— EXERCISE INPUTS —
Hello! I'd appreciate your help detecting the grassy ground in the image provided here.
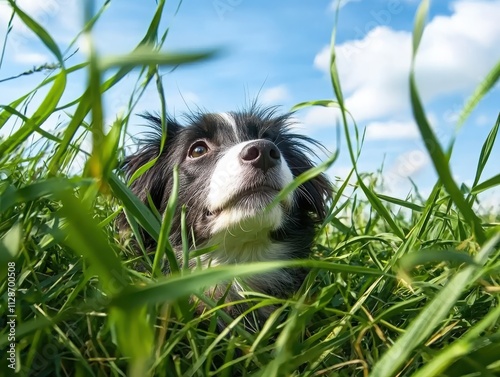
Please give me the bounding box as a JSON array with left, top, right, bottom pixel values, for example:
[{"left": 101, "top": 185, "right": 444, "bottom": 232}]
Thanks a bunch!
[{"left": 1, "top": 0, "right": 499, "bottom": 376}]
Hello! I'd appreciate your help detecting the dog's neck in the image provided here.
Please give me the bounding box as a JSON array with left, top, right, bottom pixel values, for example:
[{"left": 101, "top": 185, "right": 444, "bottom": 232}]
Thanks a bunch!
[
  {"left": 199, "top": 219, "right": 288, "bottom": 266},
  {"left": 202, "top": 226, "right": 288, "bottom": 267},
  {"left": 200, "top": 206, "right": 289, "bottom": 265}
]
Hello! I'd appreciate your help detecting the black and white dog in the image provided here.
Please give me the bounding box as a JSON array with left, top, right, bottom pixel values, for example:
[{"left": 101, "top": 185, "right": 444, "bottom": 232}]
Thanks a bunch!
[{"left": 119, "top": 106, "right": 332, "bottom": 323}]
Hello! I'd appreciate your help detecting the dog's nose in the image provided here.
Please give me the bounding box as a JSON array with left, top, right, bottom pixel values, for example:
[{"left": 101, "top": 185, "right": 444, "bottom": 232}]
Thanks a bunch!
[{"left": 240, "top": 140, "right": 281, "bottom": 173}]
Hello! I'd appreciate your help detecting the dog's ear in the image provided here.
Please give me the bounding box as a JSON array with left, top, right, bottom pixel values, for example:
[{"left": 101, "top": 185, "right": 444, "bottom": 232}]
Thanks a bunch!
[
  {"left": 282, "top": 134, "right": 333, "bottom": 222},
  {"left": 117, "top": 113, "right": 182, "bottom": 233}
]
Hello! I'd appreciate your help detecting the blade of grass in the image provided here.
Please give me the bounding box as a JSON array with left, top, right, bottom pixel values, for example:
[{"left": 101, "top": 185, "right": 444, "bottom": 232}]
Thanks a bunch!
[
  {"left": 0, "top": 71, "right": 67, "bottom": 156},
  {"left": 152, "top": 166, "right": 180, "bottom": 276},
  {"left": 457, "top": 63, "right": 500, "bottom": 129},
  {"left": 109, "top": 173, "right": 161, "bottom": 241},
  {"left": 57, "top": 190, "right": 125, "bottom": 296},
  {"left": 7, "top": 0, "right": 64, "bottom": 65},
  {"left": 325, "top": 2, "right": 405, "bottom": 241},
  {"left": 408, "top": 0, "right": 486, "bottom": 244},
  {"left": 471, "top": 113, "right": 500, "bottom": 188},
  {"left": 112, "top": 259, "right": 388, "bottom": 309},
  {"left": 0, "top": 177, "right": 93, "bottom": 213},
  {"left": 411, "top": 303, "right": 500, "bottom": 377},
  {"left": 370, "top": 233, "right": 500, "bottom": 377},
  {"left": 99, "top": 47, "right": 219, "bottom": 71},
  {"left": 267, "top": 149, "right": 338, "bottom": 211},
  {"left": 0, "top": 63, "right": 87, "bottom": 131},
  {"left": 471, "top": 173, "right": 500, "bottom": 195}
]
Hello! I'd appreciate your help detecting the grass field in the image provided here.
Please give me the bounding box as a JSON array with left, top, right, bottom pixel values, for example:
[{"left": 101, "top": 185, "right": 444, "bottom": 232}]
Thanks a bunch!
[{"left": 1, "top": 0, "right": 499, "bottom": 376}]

...

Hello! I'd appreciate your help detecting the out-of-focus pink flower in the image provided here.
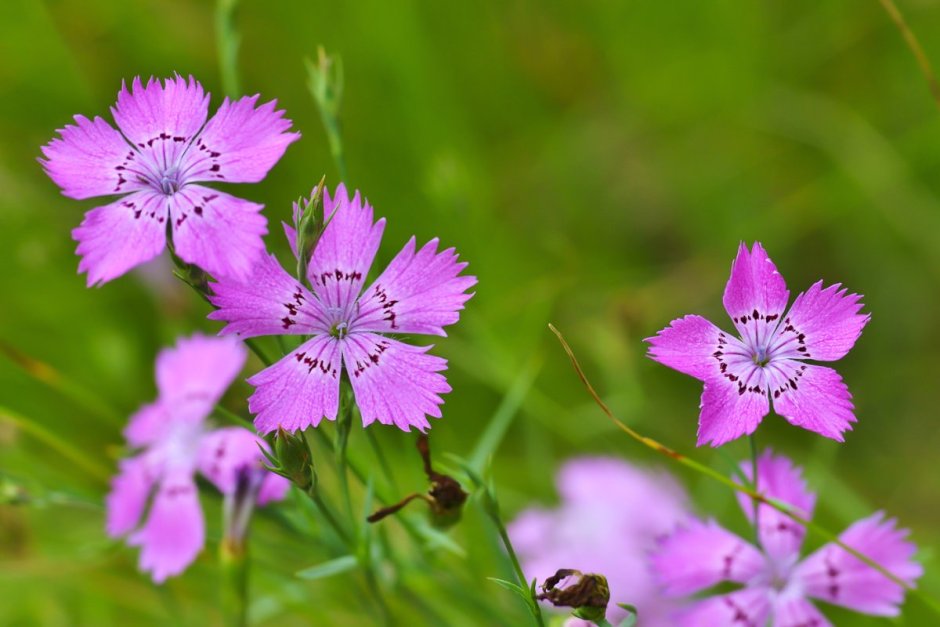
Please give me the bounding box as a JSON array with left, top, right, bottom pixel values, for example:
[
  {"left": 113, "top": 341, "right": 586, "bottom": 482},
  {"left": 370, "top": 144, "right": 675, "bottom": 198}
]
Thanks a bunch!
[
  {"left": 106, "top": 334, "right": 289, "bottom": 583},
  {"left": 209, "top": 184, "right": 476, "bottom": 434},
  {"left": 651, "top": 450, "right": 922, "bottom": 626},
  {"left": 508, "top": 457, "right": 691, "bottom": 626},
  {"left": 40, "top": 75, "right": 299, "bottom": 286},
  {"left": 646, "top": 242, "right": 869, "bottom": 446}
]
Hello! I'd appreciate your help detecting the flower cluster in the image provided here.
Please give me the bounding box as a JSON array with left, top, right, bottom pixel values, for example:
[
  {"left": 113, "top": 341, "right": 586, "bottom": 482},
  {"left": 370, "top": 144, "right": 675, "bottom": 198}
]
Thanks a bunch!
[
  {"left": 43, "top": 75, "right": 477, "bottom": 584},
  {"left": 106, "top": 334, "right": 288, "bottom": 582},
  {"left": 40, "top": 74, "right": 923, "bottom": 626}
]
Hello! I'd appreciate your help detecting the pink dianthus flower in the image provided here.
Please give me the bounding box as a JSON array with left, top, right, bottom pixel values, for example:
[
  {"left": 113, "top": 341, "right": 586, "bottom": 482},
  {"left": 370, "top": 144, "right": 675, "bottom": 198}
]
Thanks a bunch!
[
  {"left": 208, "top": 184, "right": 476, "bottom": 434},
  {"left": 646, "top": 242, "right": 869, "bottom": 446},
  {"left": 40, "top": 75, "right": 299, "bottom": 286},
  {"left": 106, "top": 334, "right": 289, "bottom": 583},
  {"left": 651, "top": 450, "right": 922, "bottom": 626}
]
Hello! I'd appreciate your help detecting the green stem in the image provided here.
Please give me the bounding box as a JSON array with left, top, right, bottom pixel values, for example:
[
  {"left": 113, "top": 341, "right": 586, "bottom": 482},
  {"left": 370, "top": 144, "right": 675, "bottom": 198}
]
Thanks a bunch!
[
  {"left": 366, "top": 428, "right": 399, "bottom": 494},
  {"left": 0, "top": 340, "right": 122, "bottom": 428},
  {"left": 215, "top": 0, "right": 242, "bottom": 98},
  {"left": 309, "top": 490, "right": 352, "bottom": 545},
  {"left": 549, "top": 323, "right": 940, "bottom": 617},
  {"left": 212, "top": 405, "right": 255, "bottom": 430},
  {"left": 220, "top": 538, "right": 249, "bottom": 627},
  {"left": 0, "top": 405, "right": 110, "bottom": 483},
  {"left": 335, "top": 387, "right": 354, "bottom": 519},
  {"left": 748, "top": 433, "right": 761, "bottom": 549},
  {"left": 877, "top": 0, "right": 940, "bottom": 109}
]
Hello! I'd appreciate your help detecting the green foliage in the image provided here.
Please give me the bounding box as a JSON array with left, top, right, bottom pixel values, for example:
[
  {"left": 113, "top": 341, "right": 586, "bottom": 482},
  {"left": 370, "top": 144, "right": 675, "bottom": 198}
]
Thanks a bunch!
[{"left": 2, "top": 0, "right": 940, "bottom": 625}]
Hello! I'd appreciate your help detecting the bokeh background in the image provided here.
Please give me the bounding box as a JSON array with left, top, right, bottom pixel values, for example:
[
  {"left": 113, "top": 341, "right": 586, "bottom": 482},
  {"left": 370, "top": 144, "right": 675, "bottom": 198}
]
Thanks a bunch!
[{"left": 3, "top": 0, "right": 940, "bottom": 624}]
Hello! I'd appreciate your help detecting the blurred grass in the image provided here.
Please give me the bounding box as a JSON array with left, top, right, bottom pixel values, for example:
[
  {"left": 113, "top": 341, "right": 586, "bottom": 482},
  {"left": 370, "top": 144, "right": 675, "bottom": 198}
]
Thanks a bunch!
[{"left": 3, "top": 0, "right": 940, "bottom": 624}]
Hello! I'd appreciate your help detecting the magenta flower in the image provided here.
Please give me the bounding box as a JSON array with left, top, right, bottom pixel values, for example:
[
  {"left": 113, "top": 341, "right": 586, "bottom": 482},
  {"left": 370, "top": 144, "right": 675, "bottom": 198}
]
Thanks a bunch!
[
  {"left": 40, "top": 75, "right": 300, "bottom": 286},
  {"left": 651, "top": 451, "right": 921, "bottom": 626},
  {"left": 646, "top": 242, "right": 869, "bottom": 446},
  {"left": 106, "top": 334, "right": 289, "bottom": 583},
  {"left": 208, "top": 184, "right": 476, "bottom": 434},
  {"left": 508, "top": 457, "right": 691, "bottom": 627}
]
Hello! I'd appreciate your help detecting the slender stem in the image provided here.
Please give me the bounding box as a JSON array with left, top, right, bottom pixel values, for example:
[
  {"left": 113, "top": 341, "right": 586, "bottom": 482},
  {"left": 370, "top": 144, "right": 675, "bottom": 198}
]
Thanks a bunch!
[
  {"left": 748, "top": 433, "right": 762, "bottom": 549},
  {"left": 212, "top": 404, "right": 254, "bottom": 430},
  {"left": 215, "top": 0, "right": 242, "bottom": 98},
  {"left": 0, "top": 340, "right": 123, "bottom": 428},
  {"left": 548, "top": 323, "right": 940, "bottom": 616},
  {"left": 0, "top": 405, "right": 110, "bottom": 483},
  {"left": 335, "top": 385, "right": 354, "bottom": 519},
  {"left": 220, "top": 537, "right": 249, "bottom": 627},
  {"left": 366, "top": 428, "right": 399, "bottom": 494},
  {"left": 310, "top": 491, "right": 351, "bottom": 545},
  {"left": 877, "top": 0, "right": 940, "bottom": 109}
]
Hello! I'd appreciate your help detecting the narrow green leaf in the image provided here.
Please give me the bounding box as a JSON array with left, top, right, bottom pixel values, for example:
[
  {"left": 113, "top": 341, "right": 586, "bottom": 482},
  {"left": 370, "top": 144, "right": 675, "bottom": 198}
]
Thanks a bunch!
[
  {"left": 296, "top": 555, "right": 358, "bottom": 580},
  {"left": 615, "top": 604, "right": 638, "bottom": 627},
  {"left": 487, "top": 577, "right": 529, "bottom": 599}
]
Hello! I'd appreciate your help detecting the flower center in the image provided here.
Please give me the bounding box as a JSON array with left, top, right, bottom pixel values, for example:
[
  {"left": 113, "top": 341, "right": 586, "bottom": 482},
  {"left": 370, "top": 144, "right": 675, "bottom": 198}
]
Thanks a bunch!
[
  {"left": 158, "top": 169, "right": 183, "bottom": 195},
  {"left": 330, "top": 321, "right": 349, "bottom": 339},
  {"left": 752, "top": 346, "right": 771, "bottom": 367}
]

— PROBLEM TO SOLVE —
Say how many lines contain "flower" in the material above; the number is the whole answer.

— SOLUTION TO THIS PROBLEM —
5